■ Your goal ■
Transcribe the stretch of the thread on generic IR reductions from "I don't want" through "using the tree-reduction.", word for word.

■ Quoted passage ■
Name: reductions-ir.diff
Type: application/octet-stream
Size: 33375 bytes
Desc: reductions-ir.diff
URL:
<http://lists.llvm.org/pipermail/llvm-dev/attachments/20170131/dff98280/attachment-0003.obj>

Renato Golin via llvm-dev

2017-Jan-31 20:19 UTC

head link

[llvm-dev] RFC: Generic IR reductions

Hi Amara,

We also had some discussions on the SVE side of reductions on the main
SVE thread, but this description is much more detailed than we had
before.

I don't want to discuss specifically about SVE, as the spec is not out
yet, but I think we can cover a lot of ground until very close to SVE
and do the final step when we get there.

On 31 January 2017 at 17:27, Amara Emerson via llvm-dev
<llvm-dev at lists.llvm.org> wrote:>         1) As our vector lengths are unknown at compile time (and also not
a power of 2), we cannot generate the same reduction IR pattern as other
targets. We need a direct IR representation of the reduction in order to
vectorize them. SVE also contains strict ordering FP reductions, which cannot be
done using the tree-reduction.
Not SVE specific, for example fast-math.

>         2) That we can use reduction intrinsics to implement our proposed
SVE "test" instruction, intended to check whether a property of a
predicate, {first,last,any,all}x{true,false} holds. Without any ability to
express reductions as intrinsics, we need a separate instruction for the same
reasons as described for regular reductions.
We should leave this for later, as this is very SVE-specific.

>         3) Other, non-vectorizer, users or LLVM that may want to generate
vector code themselves. Front-ends which want to do this currently must deal
with the difficulties of generating the tree shuffle pattern to ensure that
they're matched to efficient instructions later.
This is a minor point, since bloated IR is "efficient" if it collapses
into a small number of instructions, for example dozens of shuffles
into a ZIP.

The argument that the intrinsic is harder to destroy through
optimisation passes is the same as other cases of stiff rich semantics
vs. generic pattern matching, so orthogonal to this issue.

> We propose to introduce the following reduction intrinsics as a starting
point:
> int_vector_reduce_add(vector_src)
Is this C intrinsic? Shouldn't an IR builtin be something like:

@llvm.vector.reduce.add(...) ?

> These intrinsics do not do any type promotion of the scalar result.
Architectures like SVE which can do type promotion and reduction in a single
instruction can pattern match the promote->reduce sequence.
Yup.

> ...
> int_vector_reduce_fmax(vector_src, i32 NoNaNs)
A large list, and probably doesn't even cover all SVE can do, let
alone other reductions.

Why not simplify this into something like:

  %sum = add <N x float>, <N x float> %a, <N x float> %b
  %red = @llvm.reduce(%sum, float %acc)

■ Data section ■
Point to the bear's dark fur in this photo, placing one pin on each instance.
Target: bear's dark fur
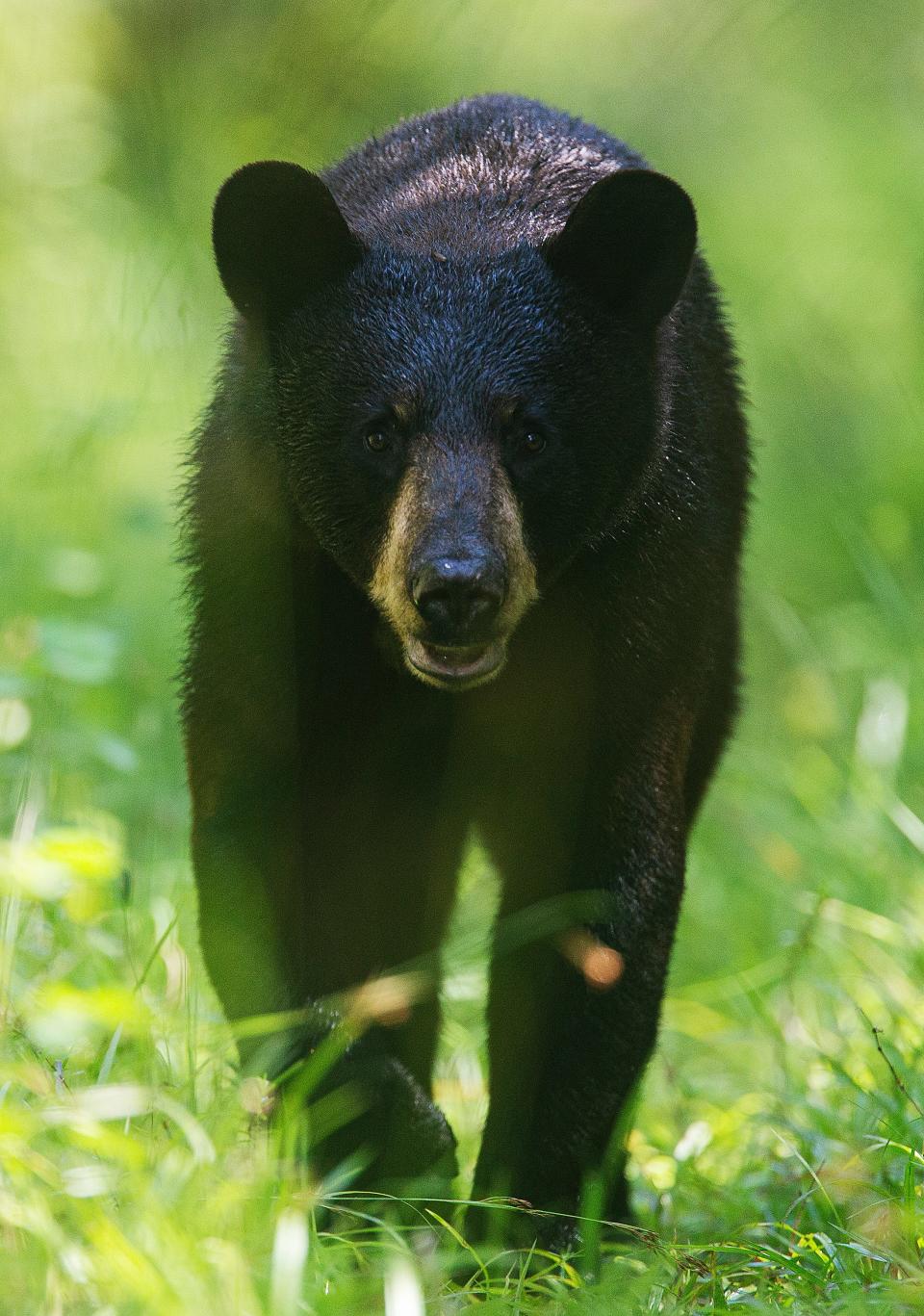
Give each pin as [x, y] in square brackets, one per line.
[464, 524]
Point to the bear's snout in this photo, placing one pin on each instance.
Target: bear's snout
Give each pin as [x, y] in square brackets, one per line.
[458, 598]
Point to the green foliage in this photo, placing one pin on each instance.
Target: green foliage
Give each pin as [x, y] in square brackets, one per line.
[777, 1153]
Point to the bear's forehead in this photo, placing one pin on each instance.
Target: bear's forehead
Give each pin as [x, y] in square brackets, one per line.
[489, 197]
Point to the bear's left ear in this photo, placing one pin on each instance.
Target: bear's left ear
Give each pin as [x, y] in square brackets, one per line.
[629, 241]
[279, 239]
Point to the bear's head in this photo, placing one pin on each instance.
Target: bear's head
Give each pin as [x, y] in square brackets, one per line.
[455, 426]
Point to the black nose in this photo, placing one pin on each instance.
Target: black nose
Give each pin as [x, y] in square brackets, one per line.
[458, 598]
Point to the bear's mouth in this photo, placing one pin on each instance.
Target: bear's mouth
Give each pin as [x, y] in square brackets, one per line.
[454, 667]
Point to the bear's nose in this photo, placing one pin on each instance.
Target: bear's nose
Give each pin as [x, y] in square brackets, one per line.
[458, 598]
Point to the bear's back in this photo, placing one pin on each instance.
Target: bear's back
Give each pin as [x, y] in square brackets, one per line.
[476, 178]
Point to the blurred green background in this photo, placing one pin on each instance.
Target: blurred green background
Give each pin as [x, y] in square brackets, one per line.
[799, 132]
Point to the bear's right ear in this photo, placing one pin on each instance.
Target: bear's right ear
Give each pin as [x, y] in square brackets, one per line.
[278, 237]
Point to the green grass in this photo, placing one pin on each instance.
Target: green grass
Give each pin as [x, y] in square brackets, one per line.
[778, 1148]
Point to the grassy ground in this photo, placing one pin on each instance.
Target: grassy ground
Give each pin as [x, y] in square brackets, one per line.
[778, 1148]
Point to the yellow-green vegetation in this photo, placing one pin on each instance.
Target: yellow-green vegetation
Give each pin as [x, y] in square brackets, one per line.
[778, 1149]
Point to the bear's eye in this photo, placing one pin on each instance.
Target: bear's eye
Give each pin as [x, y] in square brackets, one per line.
[532, 442]
[376, 441]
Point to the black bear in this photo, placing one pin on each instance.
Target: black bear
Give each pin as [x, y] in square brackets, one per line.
[464, 527]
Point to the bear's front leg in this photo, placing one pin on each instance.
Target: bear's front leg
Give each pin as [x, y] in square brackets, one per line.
[573, 1017]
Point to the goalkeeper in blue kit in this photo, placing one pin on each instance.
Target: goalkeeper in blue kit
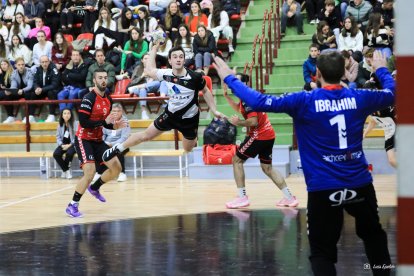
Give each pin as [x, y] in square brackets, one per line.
[329, 124]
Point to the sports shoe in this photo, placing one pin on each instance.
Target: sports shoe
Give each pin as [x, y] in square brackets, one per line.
[9, 120]
[284, 202]
[96, 194]
[73, 211]
[68, 175]
[122, 177]
[238, 202]
[110, 153]
[144, 115]
[50, 118]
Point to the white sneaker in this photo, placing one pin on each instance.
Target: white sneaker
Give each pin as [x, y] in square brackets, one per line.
[50, 118]
[122, 177]
[31, 119]
[96, 177]
[9, 120]
[144, 115]
[68, 174]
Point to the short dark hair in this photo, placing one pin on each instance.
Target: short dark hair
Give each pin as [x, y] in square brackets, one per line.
[332, 66]
[174, 49]
[99, 70]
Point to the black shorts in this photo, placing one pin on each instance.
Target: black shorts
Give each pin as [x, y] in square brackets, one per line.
[251, 147]
[188, 127]
[90, 151]
[389, 143]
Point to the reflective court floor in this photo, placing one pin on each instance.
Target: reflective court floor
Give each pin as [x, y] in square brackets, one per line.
[250, 242]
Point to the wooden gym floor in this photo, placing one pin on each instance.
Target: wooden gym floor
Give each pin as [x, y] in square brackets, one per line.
[168, 226]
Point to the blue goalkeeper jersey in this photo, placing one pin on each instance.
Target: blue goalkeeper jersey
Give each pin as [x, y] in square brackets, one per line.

■ Result of this task ■
I don't want to discuss specifically about SVE, as the spec is not out
yet, but I think we can cover a lot of ground until very close to SVE
and do the final step when we get there.

On 31 January 2017 at 17:27, Amara Emerson via llvm-dev
<llvm-dev at lists.llvm.org> wrote:>         1) As our vector lengths are unknown at compile time (and also not
a power of 2), we cannot generate the same reduction IR pattern as other
targets. We need a direct IR representation of the reduction in order to
vectorize them. SVE also contains strict ordering FP reductions, which cannot be
done using the tree-reduction.